OBJETIVO DE LA TAREA:
Por favor, actualiza el pasaje sobre el sacerdocio de Cristo desde "En los versículos" hasta "ángel para fortalecerlo.", ambos incluidos, y reproduce ese tramo cambiando "ángel" por "mensajero celestial".

PASAJE CITADO:
-.-.-
Nuestro bendito Señor Jesús fue llamado a desempeñar el oficio sacerdotal como lo fue Aarón; pero él entró en funciones porque hizo expiación. Esta tierra era como el atrio del templo, donde se hallaba el altar de bronce. Ahora el Señor Jesús está sentado en el santuario celestial que Dios levantó, y no el hombre, por cuanto él pasó por el altar de bronce en la tierra. Pasó por el altar y satisfizo sus exigencias. Nada puede ser más sencillo y, no obstante, nada puede ser más misteriosamente grandioso. ¿Cómo Dios dio testimonio de que su justicia estaba satisfecha a causa del altar de bronce? Rasgando el velo. De manera que ahora es fácil entrar. Si Dios ha rasgado el velo, ¿debo considerarlo como rasgado en vano? Si ahora el velo está rasgado, tengo tanto derecho a entrar como obligados estaban los israelitas de antaño a mantenerse fuera. Habiendo satisfecho al altar, Cristo pasó, por el velo rasgado, al interior del santuario que está en los cielos. Este pasaje nos muestra todo esto.
Cristo no se glorificó a sí mismo para ser hecho Sumo Sacerdote. ¿Por qué es un honor ser hecho Sumo Sacerdote? Usted me dirá que nada puede dignificar al Hijo de Dios; y lo admito. Pero yo le pregunto: ¿No saben tener los hombres lo que son dignidades adquiridas, así como dignidades hereditarias? El hijo de un noble que va a la guerra, ¿no puede adquirir honores que se agregan a las dignidades hereditarias de su familia? Y dígame: ¿Cuáles valorará más? Obviamente, las que ha adquirido. Él se ve más honrado por ellas. Sus dignidades hereditarias son suyas, pero no gracias a él; en cambio sus honores adquiridos son suyos de una manera más especial y personal.
Las cosas divinas se hallan ilustradas por cosas humanas. ¿Quién podría añadir algo a aquel que es Dios sobre todas las cosas, bendito por los siglos? Pero el Hijo estuvo en la batalla y adquirió honores que nunca habrían sido suyos si no hubiese aceptado la causa de los pecadores. ¡Y estos honores son caros y preciosos para el Señor! Él fue «llamado», palabra muy dulce en el original. Cuando lo hizo sentar en el santuario, Dios lo “saludó”, le “dio la bienvenida”, igual que cuando lo hizo sentar en el trono: «Siéntate a mi diestra». La Epístola a los Hebreos nos muestra tanto un trono como un santuario en los cielos abiertos.
En los versículos 7 al 9 hallamos algunas verdades de mucho valor que se relacionan con nosotros mismos.
«Quien en los días de su carne (notemos esto con santa reverencia), ofreció oraciones y súplicas con fuerte clamor y lágrimas al que podía librarle de la muerte…».
La escena de ese conflicto tuvo lugar principalmente en Getsemaní. ¿Qué pasó allí? Cristo se estremeció ante el pensamiento de sufrir el juicio de Dios contra el pecado. Y fue «escuchado y atendido a causa de su piedad». Fue oído porque la muerte, la paga del pecado, no tenía derecho sobre él. Su derecho a la liberación fue reconocido y, en lugar de serle enviado el juicio de Dios para desecar su carne, le fue enviado un ángel para fortalecerlo.
-.-.-
Elementos del conjunto de datos guardados:
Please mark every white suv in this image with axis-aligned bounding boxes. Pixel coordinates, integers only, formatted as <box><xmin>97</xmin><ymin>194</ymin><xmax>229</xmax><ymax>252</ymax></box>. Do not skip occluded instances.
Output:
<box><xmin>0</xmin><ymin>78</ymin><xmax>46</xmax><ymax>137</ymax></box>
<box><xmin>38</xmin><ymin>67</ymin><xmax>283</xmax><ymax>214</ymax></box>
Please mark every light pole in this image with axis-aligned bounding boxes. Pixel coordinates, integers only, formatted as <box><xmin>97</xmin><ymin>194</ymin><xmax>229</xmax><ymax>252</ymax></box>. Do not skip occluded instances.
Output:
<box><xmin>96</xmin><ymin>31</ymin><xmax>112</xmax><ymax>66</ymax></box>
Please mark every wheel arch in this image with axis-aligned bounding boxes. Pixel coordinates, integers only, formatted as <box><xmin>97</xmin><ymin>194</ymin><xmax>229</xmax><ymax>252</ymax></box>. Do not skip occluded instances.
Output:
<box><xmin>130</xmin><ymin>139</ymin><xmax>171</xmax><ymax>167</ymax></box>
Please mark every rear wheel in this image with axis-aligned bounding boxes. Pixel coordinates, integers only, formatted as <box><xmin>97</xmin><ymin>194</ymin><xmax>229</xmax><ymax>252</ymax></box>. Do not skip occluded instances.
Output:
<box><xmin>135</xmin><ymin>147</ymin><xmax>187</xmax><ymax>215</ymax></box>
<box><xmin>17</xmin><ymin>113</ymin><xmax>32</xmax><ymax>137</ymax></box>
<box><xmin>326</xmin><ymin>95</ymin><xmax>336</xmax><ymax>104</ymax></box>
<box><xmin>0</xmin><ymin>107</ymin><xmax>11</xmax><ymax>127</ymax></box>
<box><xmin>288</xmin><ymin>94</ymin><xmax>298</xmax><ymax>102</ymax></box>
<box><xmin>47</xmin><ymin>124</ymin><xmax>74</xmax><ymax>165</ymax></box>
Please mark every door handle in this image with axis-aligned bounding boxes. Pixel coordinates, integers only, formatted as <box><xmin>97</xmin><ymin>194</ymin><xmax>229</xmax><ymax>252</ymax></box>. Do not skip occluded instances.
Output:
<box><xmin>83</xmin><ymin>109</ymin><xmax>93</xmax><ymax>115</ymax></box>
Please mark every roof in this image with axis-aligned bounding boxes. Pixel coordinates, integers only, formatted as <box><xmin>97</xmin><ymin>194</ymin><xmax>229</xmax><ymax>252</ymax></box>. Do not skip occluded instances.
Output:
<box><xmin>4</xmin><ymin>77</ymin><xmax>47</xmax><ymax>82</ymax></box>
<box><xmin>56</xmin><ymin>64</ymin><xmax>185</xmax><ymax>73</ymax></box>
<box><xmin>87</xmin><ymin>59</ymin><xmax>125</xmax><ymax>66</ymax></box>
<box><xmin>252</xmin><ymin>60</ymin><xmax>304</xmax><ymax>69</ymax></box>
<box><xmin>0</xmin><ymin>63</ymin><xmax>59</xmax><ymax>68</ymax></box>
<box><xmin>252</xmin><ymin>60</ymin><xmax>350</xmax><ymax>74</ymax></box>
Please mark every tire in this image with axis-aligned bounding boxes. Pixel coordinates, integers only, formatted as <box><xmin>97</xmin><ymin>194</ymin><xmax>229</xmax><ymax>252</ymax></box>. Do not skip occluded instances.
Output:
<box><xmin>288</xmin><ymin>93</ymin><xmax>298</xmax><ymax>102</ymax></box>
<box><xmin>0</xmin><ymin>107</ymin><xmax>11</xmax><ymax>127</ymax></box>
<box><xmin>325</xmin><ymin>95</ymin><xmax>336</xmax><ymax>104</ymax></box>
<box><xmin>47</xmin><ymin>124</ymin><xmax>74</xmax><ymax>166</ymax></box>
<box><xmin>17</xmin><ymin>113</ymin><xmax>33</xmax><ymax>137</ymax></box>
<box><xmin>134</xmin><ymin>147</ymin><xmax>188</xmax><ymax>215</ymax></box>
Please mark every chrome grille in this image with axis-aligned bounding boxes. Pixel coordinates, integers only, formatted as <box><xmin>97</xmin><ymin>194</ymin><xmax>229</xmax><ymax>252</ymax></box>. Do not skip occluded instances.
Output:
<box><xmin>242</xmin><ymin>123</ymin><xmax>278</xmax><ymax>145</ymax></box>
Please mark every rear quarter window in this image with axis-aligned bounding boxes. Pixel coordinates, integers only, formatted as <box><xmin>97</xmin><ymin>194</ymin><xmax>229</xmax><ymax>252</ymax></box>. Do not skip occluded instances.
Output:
-.-.-
RESULTADO DE LA TAREA:
En los versículos 7 al 9 hallamos algunas verdades de mucho valor que se relacionan con nosotros mismos.
«Quien en los días de su carne (notemos esto con santa reverencia), ofreció oraciones y súplicas con fuerte clamor y lágrimas al que podía librarle de la muerte…».
La escena de ese conflicto tuvo lugar principalmente en Getsemaní. ¿Qué pasó allí? Cristo se estremeció ante el pensamiento de sufrir el juicio de Dios contra el pecado. Y fue «escuchado y atendido a causa de su piedad». Fue oído porque la muerte, la paga del pecado, no tenía derecho sobre él. Su derecho a la liberación fue reconocido y, en lugar de serle enviado el juicio de Dios para desecar su carne, le fue enviado un mensajero celestial para fortalecerlo.